**** Given passage

“We need more coaching, and we need more students to have access to coaches,” says Laura Clark, who runs the VCCS Student Success Center as assistant vice chancellor of student success and professional development.
“Our students come to us with challenges inside and outside the classroom. They’re older, more of them work. Many of them have family responsibilities and face bills that are hard to pay. Coaching isn’t the entire answer, but it’s an essential part of our response.”
The goal is to have more coaches, and better coordinated coaching and advising. Virginia’s Community Colleges are asking state policymakers to invest $26 million in the upcoming two-year budget to increase the number of coaches our colleges have to help more at-risk students succeed and to develop the talent that business leaders are clamoring for across the commonwealth.
Coaches and advisors help students navigate the often unfamiliar waters of higher education, and help connect them with resources ranging from child and transportation care to funding for family emergencies.
The peer group gathering in Charlottesville last month brought together academic and workforce coaches to learn about their evolving and growing roles. Peer group gatherings also provide opportunities for educators to network and learn about new technologies and developments in their discipline.
“This was a first step in starting to build some cohesive best practices to talk to them as a unit, as all coaches, and to help them see the value of the work that they’re doing, and the importance of the work that they’re doing to help Virginians secure the employment opportunities they need to succeed,” said Clark.

********

(Tasks and exercises)
A: Print the part of the passage on community college coaching between "Coaches and advisors" and "for family emergencies.", inclusive.
B: Select every line of the records that contains the string "shirt".

**** Dataset excerpts

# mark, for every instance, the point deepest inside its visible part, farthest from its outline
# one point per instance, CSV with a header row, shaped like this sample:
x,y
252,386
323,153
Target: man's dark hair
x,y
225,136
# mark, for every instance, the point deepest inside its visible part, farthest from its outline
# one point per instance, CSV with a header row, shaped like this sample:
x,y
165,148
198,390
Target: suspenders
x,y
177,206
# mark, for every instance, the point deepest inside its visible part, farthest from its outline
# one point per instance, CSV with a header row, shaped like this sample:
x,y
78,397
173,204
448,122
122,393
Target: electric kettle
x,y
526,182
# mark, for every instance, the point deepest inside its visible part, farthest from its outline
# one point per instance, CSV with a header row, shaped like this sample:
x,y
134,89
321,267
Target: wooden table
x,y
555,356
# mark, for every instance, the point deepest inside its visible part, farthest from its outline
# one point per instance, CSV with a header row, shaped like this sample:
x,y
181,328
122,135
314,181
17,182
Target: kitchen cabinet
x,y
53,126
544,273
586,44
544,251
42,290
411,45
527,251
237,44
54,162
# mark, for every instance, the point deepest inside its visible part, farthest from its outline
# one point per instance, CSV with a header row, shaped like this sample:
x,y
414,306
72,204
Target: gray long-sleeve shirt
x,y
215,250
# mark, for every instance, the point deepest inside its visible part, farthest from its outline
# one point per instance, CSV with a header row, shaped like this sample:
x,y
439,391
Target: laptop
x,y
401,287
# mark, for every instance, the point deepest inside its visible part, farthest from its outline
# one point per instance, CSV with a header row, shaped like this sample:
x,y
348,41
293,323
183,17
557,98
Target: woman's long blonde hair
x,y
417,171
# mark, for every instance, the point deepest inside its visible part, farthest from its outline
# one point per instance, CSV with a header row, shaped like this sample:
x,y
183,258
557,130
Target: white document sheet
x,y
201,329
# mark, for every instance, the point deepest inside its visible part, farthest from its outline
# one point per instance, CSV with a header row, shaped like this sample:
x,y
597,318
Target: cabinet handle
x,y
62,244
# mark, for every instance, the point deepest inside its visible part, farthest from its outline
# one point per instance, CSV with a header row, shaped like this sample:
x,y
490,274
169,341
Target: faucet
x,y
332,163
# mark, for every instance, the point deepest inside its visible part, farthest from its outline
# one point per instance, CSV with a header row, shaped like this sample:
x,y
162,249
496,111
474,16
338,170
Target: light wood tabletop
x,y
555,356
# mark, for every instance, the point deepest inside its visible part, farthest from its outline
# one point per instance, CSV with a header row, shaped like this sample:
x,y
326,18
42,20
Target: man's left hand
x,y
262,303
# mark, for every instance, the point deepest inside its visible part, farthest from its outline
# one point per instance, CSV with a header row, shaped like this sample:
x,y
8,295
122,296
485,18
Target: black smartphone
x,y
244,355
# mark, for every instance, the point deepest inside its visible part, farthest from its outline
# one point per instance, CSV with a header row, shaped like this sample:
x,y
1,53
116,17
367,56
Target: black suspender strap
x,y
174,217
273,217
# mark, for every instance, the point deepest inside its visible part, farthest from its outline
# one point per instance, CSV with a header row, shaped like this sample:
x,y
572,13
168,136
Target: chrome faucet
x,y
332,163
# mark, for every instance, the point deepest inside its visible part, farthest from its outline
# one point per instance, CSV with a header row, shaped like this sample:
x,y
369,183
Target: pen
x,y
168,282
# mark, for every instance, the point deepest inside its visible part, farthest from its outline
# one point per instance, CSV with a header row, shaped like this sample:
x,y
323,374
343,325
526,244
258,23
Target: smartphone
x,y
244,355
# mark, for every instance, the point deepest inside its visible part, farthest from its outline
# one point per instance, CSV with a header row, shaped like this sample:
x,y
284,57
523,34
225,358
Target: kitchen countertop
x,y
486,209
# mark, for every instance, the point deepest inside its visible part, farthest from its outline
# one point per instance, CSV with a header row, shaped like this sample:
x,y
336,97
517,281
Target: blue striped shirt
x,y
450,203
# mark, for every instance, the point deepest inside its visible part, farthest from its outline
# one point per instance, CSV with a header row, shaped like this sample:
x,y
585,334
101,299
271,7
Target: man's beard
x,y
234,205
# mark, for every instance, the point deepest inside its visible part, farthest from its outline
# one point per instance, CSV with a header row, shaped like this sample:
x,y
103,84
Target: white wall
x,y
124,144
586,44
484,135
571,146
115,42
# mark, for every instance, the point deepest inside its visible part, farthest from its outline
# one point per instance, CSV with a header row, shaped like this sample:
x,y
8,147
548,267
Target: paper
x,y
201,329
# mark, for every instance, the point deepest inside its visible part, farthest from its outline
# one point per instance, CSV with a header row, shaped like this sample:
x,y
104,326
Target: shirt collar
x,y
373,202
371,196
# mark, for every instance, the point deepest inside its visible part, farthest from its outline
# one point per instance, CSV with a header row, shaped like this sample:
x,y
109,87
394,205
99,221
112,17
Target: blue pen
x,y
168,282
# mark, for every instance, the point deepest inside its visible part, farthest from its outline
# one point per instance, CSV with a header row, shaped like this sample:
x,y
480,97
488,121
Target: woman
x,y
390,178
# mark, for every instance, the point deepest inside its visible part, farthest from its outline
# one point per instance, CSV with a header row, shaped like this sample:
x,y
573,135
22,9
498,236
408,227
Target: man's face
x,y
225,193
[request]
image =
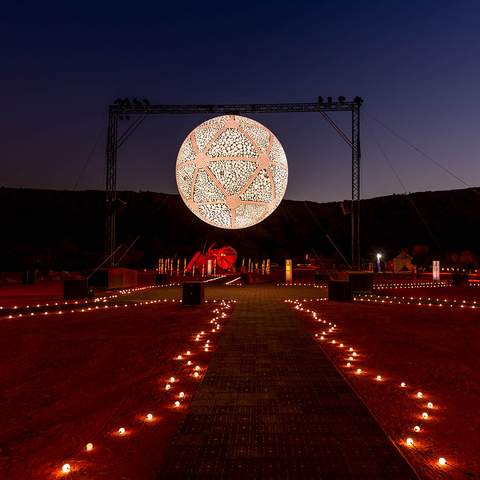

********

(Solutions in order)
A:
Coaches and advisors help students navigate the often unfamiliar waters of higher education, and help connect them with resources ranging from child and transportation care to funding for family emergencies.

B:
Target: gray long-sleeve shirt
Target: blue striped shirt
Target: shirt collar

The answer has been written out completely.